- _CONSIGNE 1_
Traduisez en anglais cette phrase tirée de l'entretien avec Peter Piot : « Je pensais à un nouveau virus de la grippe, certainement pas à un coronavirus. »
- _CONSIGNE 2_
Poursuivez l'entretien avec Peter Piot sur la pandémie à partir de sa dernière phrase.

══ EXTRAIT SOURCE ══

Codécouvreur du virus Ebola et ex-directeur d’Onusida, l’agence des Nations unies en charge de la lutte contre le VIH-sida, le microbiologiste Peter Piot fait autorité. Ce qui ne l’a pas empêché d’être, lui aussi, pris de court par le Covid-19… “Je martelais sans cesse ‘Sommes-nous prêts pour la prochaine pandémie ? ‘La réponse était ‘non’. Je pensais à un nouveau virus de la grippe, certainement pas à un coronavirus. Je me suis légèrement trompé”, admet le Belge, directeur de la London School of Hygiene and Tropical Medicine et nommé en mai dernier conseiller de la présidente de la Commission européenne, Ursula von der Leyen, pour la recherche sur le nouveau coronavirus.

Peter Piot, 71 ans, connaît bien les conséquences d’une contamination par le Covid-19 pour avoir contracté la maladie au mois de mars. Rétabli depuis lors, il n’a jamais été aussi occupé. Il revient régulièrement en Belgique pour s’entretenir avec Ursula Von der Leyen et assurer sa nouvelle fonction de président d’honneur du fonds de solidarité Solvay créé par le groupe chimique pour les employés touchés par la crise.

Trends-Tendances. Où en est-on dans cette pandémie ?

Peter Piot. On en est aujourd’hui à environ 100 millions de contaminations. Autrement dit, 8 milliards d’individus ne sont pas encore contaminés. C’est fantastique pour un virus. Son potentiel de contamination s’élève donc à plusieurs milliards. Bref, on n’en est encore qu’au début de la crise. Nous n’en sortirons pas sans vaccin. Et même si vaccin il y a, il ne pourra pas endiguer complètement la pandémie. Je ne voudrais pas paraître défaitiste mais une autre catastrophe nous attend peut-être au tournant.

Un virus autre que la grippe saisonnière et le Covid-19 ?

Un autre virus, oui. C’est toujours possible. Nous vivons une époque où les épidémies risquent de se multiplier du fait de la pression démographique de plus en plus forte sur l’écosystème, de l’interaction croissante entre l’homme et l’animal, de la mobilité effrénée.

═══
══ DONNÉES ENREGISTRÉES ══

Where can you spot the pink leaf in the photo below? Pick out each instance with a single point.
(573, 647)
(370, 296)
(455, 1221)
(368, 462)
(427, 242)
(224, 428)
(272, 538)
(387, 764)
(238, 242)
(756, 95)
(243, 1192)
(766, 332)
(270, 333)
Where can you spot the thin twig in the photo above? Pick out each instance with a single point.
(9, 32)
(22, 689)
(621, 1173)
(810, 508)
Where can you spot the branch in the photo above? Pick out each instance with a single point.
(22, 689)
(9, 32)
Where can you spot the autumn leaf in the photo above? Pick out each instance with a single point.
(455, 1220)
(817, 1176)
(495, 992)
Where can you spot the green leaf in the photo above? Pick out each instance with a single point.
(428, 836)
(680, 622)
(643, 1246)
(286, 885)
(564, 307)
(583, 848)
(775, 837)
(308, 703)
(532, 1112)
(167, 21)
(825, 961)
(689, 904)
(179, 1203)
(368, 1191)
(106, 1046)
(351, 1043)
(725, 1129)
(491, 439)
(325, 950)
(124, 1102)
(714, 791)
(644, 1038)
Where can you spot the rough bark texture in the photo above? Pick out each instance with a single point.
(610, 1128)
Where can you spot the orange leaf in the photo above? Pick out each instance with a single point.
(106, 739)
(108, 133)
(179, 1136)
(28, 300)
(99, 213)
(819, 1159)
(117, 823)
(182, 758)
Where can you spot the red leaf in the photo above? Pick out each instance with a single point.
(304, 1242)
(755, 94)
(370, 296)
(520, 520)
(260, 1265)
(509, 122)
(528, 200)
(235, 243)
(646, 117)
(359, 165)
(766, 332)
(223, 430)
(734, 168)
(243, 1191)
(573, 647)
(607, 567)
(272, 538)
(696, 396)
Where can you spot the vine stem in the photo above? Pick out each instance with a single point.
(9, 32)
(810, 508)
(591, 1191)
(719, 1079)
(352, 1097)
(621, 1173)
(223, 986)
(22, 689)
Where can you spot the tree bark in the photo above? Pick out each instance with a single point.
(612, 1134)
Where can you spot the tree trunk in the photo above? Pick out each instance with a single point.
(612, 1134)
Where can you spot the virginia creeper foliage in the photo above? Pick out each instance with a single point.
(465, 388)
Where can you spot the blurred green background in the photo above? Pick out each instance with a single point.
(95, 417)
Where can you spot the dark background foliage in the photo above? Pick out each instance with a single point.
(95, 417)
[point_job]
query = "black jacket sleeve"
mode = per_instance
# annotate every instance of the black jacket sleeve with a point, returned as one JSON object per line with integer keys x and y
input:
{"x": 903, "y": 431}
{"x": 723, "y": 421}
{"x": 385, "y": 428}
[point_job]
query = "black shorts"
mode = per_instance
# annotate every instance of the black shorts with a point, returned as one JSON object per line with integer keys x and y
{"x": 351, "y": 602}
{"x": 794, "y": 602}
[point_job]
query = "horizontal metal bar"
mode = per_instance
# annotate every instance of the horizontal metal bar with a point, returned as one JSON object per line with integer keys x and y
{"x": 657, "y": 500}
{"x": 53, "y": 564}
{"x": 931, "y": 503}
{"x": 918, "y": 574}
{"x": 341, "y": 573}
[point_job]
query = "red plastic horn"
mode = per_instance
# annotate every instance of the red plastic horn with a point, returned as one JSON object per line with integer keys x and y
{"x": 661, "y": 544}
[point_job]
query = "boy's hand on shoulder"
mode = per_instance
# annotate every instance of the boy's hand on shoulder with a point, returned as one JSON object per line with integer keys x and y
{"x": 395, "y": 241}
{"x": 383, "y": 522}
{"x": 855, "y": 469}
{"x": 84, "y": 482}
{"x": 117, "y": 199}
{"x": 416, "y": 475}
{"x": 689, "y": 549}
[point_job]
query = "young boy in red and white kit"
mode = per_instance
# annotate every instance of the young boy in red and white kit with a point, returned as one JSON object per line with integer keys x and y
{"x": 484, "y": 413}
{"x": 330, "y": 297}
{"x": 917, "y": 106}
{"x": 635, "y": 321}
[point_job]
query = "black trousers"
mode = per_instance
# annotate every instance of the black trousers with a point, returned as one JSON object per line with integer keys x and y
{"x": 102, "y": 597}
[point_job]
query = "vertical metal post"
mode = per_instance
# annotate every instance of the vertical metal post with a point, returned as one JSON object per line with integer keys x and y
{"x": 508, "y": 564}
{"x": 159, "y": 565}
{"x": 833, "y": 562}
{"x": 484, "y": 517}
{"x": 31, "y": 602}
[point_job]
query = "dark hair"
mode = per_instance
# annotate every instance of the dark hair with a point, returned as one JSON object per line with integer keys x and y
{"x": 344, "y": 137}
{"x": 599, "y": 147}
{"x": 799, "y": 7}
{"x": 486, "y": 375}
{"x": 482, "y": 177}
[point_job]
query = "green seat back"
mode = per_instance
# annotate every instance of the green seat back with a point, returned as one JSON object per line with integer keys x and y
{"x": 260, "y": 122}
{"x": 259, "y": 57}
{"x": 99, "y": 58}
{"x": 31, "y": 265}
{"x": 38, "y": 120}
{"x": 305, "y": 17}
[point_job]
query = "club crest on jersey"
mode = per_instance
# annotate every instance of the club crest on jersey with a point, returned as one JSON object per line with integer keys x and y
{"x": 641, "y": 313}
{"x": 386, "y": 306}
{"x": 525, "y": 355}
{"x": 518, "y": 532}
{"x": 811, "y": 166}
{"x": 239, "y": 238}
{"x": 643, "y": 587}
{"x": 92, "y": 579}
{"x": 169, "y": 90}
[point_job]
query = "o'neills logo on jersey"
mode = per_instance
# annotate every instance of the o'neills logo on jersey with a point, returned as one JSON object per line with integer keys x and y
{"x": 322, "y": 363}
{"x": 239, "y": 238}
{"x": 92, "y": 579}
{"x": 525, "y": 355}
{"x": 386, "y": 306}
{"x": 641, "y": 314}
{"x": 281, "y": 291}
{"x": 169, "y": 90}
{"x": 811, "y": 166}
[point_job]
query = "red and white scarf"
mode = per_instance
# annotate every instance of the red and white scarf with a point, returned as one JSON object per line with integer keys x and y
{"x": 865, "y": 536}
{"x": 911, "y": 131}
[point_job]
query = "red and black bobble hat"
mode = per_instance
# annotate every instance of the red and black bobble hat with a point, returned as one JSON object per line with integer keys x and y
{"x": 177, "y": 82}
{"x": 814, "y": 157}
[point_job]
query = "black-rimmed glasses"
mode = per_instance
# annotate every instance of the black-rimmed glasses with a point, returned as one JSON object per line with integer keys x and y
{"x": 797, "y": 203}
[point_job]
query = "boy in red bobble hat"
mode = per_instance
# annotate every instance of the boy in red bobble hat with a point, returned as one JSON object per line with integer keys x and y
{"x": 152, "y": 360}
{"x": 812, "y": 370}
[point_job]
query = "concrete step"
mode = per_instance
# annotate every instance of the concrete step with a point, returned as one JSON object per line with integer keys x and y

═══

- _RÉPONSE 1_
I was thinking of a new flu virus, certainly not a coronavirus.

- _RÉPONSE 2_
N’allez surtout pas croire que le vaccin va tout résoudre.

Vous n’avez pas une bonne nouvelle à nous annoncer ?

La plupart des pays européens ont réussi à freiner la pandémie en prenant des mesures draconiennes mais sans pouvoir l’éradiquer complètement. Même la Nouvelle- Zélande, qui s’est coupée du reste du monde, n’y arrive pas. Jusqu’à présent, nous sommes venus à bout d’un seul virus, celui de la variole. Ceci dit, nous avons beaucoup appris sur les soins à apporter aux malades, les mesures de prévention à prendre dans les maisons de retraite, la nécessité de faire plus de tests, etc. Et les personnes malgré tout contaminées seront moins durement touchées. Je ne pense pas qu’il faudra reconfiner. L’économie n’y survivrait pas.

On attend énormément des vaccins contre le Covid-19. Nos attentes ne sont-elles pas exagérées ?

Je suis assez optimiste en ce qui concerne les vaccins. Vous et moi serons probablement vaccinés dans un an, peut-être même plus tôt. Mais ces vaccins n’offriront pas une protection à 100%. Selon la Food and Drug Administration américaine, une protection à hauteur de 50% est suffisante. Le vaccin devrait atténuer la gravité de la maladie et le risque de décès. Idem pour le vaccin contre la grippe qui protège de la pneumonie et de ses conséquences létales. Mais n’allez surtout pas croire que le vaccin va tout résoudre et que nous retrouverons la situation d’avant la crise. Il n’arrivera pas à réhabiliter certains comportements qui disparaîtront définitivement dans notre société. La poignée de mains appartient plus que probablement à un passé révolu. Notre culture est appelée à changer. Comme au Japon, il faudra porter un masque au moindre rhume ou écoulement de nez, pour protéger les autres. Même si les Belges considèrent que c’est une atteinte à la liberté individuelle, notre société devra s’adapter.

La poignée de mains appartient plus que probablement à un passé révolu.

Quatre technologies de développement de vaccin sont possibles. Sont-elles toutes aussi efficaces ?

Certains vaccins donneront les résultats escomptés, d’autres pas. Certains auront peut-être des effets secondaires, d’autres pas. Dans ce domaine, impossible de faire plus vite. Nous saurons, fin octobre ou début novembre, si les premiers vaccins sont efficaces. Personnellement, je pense qu’il ne faut rien attendre avant début 2021. Il faut s’assurer que le vaccin n’entraîne pas d’effets secondaires indésirables. Il s’agit d’injecter une substance biologique à des millions, voire des milliards d’individus. On ne peut prendre aucun risque et cela prend du temps.

Supposons que le premier vaccin soit efficace à 50% mais qu’un autre plus performant soit imminent. Allez-vous patienter ?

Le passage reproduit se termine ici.